> _The problem_: Tally the lines in the records below that contain the string "Query", matching case exactly. Give only the number.

> _Records for this exercise_:
━━━

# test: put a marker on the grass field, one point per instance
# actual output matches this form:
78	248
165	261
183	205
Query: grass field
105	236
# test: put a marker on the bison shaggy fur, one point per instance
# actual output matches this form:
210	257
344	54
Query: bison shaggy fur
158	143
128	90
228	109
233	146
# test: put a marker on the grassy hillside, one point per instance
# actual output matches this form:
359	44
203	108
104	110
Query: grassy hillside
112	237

━━━

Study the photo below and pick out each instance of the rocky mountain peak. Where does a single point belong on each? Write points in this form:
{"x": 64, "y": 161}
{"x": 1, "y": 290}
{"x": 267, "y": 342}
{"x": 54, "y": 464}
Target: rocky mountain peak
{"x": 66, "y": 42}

━━━

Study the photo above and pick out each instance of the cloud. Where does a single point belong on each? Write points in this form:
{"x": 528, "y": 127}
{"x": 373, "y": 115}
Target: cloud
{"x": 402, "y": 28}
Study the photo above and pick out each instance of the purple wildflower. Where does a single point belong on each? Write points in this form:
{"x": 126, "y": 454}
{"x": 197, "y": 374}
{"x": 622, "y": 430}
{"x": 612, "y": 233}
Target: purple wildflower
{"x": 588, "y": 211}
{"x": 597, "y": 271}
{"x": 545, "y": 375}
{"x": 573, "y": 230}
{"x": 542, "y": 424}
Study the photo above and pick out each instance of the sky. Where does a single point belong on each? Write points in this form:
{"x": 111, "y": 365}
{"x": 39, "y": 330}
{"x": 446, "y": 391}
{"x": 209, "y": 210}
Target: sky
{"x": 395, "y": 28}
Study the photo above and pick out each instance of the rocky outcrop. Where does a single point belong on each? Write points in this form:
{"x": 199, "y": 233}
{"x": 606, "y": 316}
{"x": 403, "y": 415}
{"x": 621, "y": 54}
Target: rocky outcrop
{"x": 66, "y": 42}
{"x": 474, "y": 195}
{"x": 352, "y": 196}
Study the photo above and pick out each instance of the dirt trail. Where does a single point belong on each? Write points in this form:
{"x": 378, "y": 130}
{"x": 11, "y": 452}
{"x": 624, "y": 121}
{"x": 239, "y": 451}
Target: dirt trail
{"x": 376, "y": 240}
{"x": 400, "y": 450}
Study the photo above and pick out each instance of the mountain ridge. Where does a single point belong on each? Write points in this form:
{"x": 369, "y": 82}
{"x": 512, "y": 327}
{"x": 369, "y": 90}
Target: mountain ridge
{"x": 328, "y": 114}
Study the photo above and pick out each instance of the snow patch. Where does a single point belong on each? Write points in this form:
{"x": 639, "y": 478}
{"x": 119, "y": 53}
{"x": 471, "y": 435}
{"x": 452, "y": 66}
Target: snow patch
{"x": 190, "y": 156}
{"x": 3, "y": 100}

━━━

> _Result for this task_: 3